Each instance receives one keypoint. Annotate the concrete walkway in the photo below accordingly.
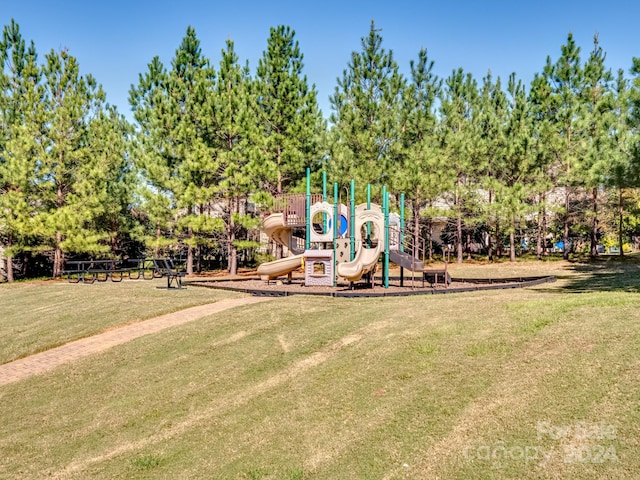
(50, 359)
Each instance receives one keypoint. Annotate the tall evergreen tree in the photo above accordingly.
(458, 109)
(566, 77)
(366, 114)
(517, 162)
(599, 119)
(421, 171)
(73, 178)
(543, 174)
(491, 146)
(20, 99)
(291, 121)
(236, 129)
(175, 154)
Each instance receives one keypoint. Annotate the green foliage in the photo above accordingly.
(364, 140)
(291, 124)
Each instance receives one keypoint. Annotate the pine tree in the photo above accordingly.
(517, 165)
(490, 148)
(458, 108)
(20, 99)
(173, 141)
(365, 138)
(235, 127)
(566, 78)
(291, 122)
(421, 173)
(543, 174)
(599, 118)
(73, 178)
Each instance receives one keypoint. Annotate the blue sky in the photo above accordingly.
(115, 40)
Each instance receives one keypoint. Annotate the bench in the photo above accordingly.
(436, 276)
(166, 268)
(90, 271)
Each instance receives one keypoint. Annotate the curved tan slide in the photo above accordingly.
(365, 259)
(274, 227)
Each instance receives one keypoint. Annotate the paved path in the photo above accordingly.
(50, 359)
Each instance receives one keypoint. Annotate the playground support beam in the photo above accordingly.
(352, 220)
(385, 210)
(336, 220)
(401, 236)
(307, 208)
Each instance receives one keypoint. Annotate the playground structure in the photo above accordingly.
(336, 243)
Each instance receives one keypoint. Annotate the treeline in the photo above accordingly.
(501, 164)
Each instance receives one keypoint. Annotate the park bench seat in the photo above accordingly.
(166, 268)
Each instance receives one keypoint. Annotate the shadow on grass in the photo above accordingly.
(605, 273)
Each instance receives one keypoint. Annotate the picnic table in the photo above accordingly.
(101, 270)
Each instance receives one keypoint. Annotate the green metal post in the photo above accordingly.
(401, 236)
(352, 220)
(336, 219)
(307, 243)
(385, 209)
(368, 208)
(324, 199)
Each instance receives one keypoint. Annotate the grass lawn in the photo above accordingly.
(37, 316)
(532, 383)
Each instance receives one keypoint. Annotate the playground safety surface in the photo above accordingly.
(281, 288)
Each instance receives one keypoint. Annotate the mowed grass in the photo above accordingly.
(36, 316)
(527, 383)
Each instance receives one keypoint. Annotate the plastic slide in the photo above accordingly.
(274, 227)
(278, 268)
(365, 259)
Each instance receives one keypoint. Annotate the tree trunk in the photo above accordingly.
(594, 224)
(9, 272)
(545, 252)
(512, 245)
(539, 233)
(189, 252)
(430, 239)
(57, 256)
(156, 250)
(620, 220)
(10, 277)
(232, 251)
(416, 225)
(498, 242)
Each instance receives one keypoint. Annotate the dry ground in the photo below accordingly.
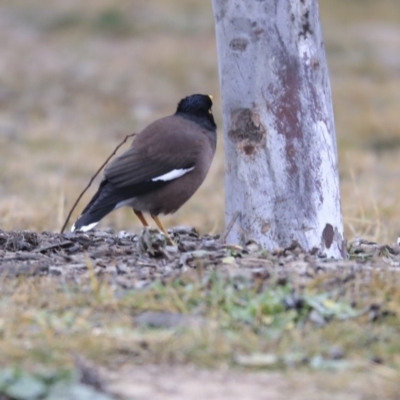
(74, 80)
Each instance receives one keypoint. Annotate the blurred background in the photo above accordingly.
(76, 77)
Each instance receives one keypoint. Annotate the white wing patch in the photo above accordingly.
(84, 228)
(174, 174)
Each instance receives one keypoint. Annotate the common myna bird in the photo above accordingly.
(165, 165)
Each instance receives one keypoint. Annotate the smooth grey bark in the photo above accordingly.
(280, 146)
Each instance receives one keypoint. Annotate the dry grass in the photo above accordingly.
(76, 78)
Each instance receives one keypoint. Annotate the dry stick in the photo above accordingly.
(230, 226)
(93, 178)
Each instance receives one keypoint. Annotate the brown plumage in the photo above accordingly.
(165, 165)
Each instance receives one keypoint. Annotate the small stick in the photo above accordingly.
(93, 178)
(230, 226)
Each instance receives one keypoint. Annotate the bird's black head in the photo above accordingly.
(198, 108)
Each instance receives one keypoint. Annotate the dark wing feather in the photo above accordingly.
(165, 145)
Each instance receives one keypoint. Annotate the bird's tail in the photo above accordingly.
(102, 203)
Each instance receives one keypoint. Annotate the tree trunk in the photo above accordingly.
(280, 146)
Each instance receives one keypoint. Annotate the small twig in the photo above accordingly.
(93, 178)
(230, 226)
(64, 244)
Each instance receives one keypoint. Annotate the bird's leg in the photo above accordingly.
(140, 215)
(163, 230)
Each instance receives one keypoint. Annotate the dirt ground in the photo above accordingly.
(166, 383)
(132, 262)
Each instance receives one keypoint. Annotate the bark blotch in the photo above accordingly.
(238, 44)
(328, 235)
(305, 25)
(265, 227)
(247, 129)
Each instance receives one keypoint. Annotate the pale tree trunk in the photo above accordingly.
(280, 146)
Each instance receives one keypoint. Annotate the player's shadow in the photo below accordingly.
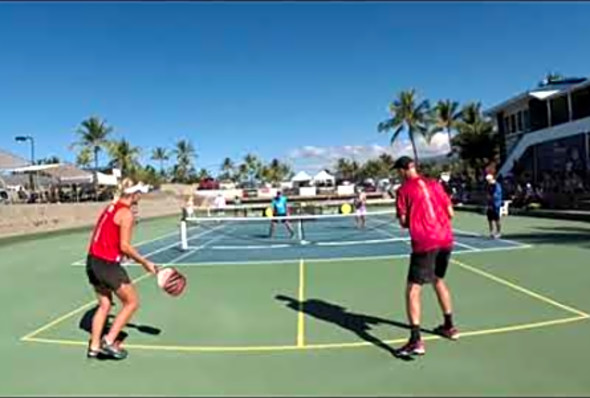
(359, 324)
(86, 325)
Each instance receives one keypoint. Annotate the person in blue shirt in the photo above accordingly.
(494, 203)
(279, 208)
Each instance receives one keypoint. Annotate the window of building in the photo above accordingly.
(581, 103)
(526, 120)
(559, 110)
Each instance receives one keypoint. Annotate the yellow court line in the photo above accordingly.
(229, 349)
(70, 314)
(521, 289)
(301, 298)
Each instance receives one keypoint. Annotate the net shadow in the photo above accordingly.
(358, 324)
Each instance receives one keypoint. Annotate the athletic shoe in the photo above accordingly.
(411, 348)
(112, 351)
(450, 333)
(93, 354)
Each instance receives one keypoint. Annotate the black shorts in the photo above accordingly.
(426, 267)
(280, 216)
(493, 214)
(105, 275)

**Exercise task**
Reproduce all of the entries, changing "keypoint" to "marker" and leaving everything else unchanged. Omit the pictures from your answer.

**The result**
Each instance receives one marker. Annotate the concrete walkway in the photo below accordingly.
(50, 359)
Each instance receives one marker. Annotate the tall evergreen tree in the photo above accordingly.
(458, 109)
(566, 77)
(366, 114)
(517, 162)
(599, 119)
(421, 171)
(73, 178)
(543, 174)
(491, 146)
(20, 99)
(291, 121)
(236, 129)
(175, 154)
Each instance receives one marker. Annotate the green foliage in the photo above accordingly.
(364, 140)
(291, 124)
Each instance receives one marker. Annotate the pine tree in the photo above accordingly.
(517, 165)
(490, 148)
(458, 108)
(20, 99)
(173, 141)
(365, 138)
(235, 127)
(566, 78)
(291, 122)
(421, 173)
(543, 174)
(599, 118)
(73, 178)
Each instance receives one marker. Annotate the blue sky in the photo above accordingly.
(115, 40)
Each instance receives one marker. Annotate the bench in the photo above accordingly.
(436, 276)
(166, 268)
(90, 271)
Each instance receives one marker. Annotate the curved tan slide in the photo above accordingly.
(365, 259)
(274, 227)
Each instance receives one marker. Annotate the paved path in the photo above accordingly.
(50, 359)
Each instance receives one marker. Annotate the playground support beam in the photo above accordingly.
(352, 220)
(385, 210)
(336, 220)
(401, 236)
(307, 208)
Each instance receives one marker. Annotate the playground structure in the photo above accordingly.
(336, 243)
Each instance receives one marker. Annotate the treeline in the photo above accordingly.
(501, 164)
Each instance receives one marker. Annotate the park bench seat in the photo above accordingly.
(166, 268)
Each instance receives one marker. Annotate the shadow on grass in the photo above accordingly.
(605, 273)
Each instance receives one marker. Annotate the picnic table in the photo above accordingly.
(101, 270)
Each instance receives one marker. Annotate the green metal post in the photo above accordingly.
(401, 236)
(352, 220)
(336, 219)
(307, 243)
(385, 209)
(368, 208)
(324, 199)
Each instance receives one marker. Annotate the grass lawn in the photo above accordingly.
(37, 316)
(532, 383)
Each instance receives one marker. Annotate the playground safety surface in the photo above accordingly.
(281, 288)
Each instance receives one marker. Annotate the mowed grass in the photo above accordingly.
(36, 316)
(527, 383)
Each instance receives one marker. Annotate the plastic slide in the photo above accordingly.
(274, 227)
(278, 268)
(365, 259)
Each instance receives one marker. Annotate the tree trunk in the photo above accordingly.
(594, 224)
(9, 272)
(545, 252)
(512, 245)
(539, 233)
(189, 252)
(430, 239)
(57, 256)
(156, 250)
(620, 220)
(10, 277)
(232, 251)
(416, 225)
(498, 242)
Each instance receives one marker. Annotate the dry ground in the photo below accordingly.
(74, 80)
Each instance receives one marker. Annotate the blurred background in the photo above accordingly.
(76, 77)
Each instance receives one marker. Annotate the white wing patch in the photo above accordingly.
(84, 228)
(174, 174)
Each instance receives one marker. Annotate the common myna bird in the photo above accordingly.
(165, 165)
Each instance receives one marker. Annotate the smooth grey bark in the photo above accordingly.
(280, 146)
Each instance receives one marker. Annotate the dry grass in the photo above accordingly.
(76, 78)
Each instance receives one marker. Annotate the dry stick in the photo above accordingly.
(230, 226)
(93, 178)
Each instance receives one marker. Annotate the brown plumage in the photo above accordingly.
(165, 165)
Each instance receives one marker. Annotate the small stick in the photo above accordingly.
(93, 178)
(230, 226)
Each instance receives one marker. Annotate the bird's black head in the photo above accordingly.
(198, 108)
Each instance receives one marker. Annotate the dark wing feather in the photo above accordingly.
(165, 145)
Each instance receives one marker. Annotate the bird's tail in the photo above accordingly.
(102, 203)
Each instance receives one marker. Annotate the tree trunk in the photo above accordingly.
(280, 146)
Each instance receives one marker. Annotate the small twig in the photo above accordingly.
(93, 178)
(230, 226)
(64, 244)
Each instance receives one marker. Annotate the bird's leg in the photo above accordingly.
(140, 215)
(163, 230)
Each instance receives one marker. Annotate the dirt ground in the photo above accordingly.
(166, 383)
(132, 262)
Each instance receives one marker. Annotate the bark blotch in the photo above accordingly.
(238, 44)
(328, 235)
(305, 25)
(265, 227)
(247, 129)
Each instance receives one marker. Annotate the pale tree trunk in the photo above accordingly.
(280, 146)
Each instance receives one marker. Annotate the player's shadow in the photo below accordingly.
(359, 324)
(86, 325)
Each instance receives one marker. Annotate the person in blue shirt in the photo above accordingly.
(494, 203)
(279, 208)
Each instance receives one marker. Annotate the window of building in the photo above accordingly.
(581, 103)
(526, 120)
(559, 110)
Each instance receives one marker. Annotate the yellow court line in the photo above accordingly.
(229, 349)
(70, 314)
(521, 289)
(301, 298)
Each instance receives one marker. Annotate the net shadow in the photo above accordingly.
(358, 324)
Each instance receives one marker. Annotate the athletic shoe in the photo above accordingly.
(411, 348)
(112, 351)
(450, 333)
(93, 354)
Each instance receives one marker. Annotate the black shorts in the photo above accordingly.
(426, 267)
(280, 216)
(493, 214)
(105, 275)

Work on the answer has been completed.